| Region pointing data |

┄┄┄┄┄┄

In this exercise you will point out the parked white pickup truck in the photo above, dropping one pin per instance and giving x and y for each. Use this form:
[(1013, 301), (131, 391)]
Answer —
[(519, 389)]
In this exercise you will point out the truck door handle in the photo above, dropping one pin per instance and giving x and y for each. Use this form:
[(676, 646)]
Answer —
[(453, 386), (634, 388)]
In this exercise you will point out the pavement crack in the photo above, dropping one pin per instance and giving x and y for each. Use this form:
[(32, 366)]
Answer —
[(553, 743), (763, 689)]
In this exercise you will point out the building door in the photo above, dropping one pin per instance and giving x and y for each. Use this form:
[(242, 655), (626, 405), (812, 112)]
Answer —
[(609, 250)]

┄┄┄┄┄┄

| Work task |
Number of lines above containing the word "truck": state it and add nothing else.

| Finished exercise |
2